== YOUR TASK ==
Going through the data, count each line that has the word "shade". Reply with the total and nothing more.
----------------------------------------
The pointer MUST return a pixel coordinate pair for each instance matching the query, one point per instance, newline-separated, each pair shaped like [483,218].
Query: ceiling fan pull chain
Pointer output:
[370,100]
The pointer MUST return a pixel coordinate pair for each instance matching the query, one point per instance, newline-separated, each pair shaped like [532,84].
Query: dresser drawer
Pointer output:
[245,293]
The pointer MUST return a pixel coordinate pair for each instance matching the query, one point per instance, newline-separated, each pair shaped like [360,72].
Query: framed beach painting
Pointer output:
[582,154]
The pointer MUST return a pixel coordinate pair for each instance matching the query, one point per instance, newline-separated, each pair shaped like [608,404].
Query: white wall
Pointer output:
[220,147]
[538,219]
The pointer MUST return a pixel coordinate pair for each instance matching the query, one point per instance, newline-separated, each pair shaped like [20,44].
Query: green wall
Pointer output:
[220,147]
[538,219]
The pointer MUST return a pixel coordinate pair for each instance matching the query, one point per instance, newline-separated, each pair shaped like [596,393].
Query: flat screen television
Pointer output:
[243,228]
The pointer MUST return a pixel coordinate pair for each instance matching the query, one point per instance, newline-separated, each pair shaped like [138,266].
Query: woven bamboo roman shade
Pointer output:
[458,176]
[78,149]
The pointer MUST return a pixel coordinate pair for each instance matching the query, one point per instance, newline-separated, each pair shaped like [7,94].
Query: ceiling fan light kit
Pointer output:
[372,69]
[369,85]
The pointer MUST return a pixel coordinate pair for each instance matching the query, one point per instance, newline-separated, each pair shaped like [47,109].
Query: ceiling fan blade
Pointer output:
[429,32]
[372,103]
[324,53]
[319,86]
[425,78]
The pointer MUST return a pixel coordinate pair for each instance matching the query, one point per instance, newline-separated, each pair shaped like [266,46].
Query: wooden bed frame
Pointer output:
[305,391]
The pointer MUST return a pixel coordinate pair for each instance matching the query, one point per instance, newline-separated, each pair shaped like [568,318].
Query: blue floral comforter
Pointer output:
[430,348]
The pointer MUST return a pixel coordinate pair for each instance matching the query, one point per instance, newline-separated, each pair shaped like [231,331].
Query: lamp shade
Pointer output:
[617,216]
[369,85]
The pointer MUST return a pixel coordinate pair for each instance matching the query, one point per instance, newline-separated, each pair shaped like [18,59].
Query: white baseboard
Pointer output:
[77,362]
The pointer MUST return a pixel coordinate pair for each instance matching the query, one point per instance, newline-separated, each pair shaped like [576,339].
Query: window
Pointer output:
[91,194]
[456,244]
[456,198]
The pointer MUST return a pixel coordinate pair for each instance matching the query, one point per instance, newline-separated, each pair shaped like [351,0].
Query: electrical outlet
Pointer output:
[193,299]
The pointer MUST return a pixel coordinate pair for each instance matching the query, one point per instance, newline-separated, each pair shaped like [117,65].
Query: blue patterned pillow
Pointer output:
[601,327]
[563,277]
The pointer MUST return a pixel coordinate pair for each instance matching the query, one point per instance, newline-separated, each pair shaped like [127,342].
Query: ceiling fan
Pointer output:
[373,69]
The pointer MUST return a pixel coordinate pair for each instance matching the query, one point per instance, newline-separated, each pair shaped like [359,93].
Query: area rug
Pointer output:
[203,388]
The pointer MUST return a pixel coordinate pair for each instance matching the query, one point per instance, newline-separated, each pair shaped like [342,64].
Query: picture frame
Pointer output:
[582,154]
----------------------------------------
== SOLUTION ==
2